What to do » Arrange everything in the entries below, from the line containing "Point to the white" down through the final line, as a Markdown table. Give it two columns, Number and Entry Line: put each line's row number under Number and the line under Entry Line, and leave out any blank lines.

Dataset extract »

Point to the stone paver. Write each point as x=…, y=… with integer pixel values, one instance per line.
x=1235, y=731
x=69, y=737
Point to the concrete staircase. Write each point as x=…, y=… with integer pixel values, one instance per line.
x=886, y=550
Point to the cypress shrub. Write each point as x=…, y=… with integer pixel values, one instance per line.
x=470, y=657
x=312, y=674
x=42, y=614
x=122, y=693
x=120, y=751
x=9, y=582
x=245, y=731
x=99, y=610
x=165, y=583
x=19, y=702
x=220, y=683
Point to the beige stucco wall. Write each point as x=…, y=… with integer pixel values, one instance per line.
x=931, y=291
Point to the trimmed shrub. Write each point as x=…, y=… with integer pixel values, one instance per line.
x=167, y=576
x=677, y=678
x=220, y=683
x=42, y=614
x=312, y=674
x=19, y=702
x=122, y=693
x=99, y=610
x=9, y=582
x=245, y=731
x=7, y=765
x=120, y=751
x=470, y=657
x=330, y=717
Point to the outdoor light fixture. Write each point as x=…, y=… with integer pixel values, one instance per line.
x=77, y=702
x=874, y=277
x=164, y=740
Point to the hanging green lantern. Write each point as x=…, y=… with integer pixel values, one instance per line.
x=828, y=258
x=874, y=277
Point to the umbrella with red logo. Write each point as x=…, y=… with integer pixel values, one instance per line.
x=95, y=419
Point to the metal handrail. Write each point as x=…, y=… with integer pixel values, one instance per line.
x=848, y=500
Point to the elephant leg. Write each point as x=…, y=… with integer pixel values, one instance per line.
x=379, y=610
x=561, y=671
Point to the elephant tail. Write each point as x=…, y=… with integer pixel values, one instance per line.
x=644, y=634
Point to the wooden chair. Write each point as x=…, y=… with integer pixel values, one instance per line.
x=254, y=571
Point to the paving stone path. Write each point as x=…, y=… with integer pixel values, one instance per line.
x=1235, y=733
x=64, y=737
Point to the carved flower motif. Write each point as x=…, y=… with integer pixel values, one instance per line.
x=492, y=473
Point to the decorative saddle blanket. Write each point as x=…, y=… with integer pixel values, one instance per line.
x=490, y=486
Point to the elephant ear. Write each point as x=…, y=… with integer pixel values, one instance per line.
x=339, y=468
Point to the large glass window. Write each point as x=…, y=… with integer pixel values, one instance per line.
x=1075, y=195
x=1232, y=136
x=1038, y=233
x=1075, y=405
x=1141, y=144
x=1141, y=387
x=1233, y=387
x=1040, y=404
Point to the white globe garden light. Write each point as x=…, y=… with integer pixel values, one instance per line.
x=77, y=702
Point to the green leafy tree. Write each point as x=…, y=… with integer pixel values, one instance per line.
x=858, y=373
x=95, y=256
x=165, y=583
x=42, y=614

Finished exercise »
| Number | Entry Line |
|---|---|
| 1 | Point to the white globe garden light. Write each point as x=…, y=… with integer pixel values, one instance per line. |
| 2 | x=77, y=702 |
| 3 | Point to the green leafy tree. Write each point as x=…, y=… with integer pixel values, one instance per line. |
| 4 | x=858, y=373 |
| 5 | x=95, y=256 |
| 6 | x=165, y=583 |
| 7 | x=42, y=614 |